### Exercise description
Answer these from the "Suck Cess" passage below:
1. How does the writer say success should be achieved?
2. What has online technology snagged as COVID pushes people into relative isolation?
3. What monthly charge does the passage hope users forget about after a free trial?

### Passage
★ ★ ★ ★

Suck Cess

It’s the $64,000-dollar question: how do you achieve success?

I would say, precisely on your own terms.

But that is not the way the world is turning. As COVID clowning forces more and more people into relative isolation, online technology has snagged a wider window of opportunity. And hot on the heels of any online tech subscription or ‘trial’, you’ll dreamily float onto the radar of a Customer Success Manager.

These cockwombles have been out there a while in the Wild West of technology, but now seems to be their 15 minutes of fame.

You’ll get calls, texts, and emails couched in that awesome/amazeballs argot that will heat up your body temperature like afternoon tea at the Café Vesuvius, and informing every move is their ubiquitous insight of their product.

Every click you make; they’ll be watching you.

Sting doesn’t even begin to cover it.

The side-hustle of these shysters is to push the ‘free-trials‘ for which you enter your financial details but are not charged for the first month. These are usually positioned to reward your effective activity as a user of their platform – yes, you’ve guessed it: it’s recognition of your success. Of course, the name of the game is to hope that you forget about the £7.99 and just let it roll. Over a year, that reward flips into a gift of £96 to them. For nothing. Nice work if you can get it. And the prevalence of such offers is rocketing in this COVID age.

★ ★ ★ ★

### Study material
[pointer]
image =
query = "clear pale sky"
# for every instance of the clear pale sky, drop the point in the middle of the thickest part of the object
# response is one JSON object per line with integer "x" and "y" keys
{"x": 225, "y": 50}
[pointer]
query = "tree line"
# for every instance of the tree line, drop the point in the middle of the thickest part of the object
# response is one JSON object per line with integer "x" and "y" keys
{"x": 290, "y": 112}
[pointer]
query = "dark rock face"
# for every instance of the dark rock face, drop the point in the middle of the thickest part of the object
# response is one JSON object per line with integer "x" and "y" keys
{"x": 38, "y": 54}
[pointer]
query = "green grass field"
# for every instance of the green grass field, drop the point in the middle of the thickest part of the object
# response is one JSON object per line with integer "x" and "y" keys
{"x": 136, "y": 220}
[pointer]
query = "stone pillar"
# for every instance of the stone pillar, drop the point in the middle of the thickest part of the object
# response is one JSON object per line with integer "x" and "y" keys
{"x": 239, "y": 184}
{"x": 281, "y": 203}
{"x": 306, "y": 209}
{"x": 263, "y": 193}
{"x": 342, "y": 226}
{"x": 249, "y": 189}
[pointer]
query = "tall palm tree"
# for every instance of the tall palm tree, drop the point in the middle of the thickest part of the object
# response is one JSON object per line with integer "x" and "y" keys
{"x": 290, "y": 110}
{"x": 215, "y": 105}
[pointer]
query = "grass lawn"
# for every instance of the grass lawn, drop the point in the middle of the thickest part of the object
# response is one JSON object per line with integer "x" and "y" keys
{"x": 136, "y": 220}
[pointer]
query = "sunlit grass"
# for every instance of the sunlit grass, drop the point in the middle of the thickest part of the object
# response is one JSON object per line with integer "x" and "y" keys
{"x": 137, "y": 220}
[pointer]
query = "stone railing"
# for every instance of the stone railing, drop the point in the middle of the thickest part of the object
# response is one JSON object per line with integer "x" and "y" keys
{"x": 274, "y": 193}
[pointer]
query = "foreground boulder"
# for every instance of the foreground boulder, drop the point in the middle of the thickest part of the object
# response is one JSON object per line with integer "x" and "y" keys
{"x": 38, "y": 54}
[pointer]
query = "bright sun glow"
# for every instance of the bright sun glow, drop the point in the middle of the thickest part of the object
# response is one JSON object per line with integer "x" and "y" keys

★ ★ ★ ★

### Completed task
1. Precisely on your own terms.
2. A wider window of opportunity.
3. £7.99.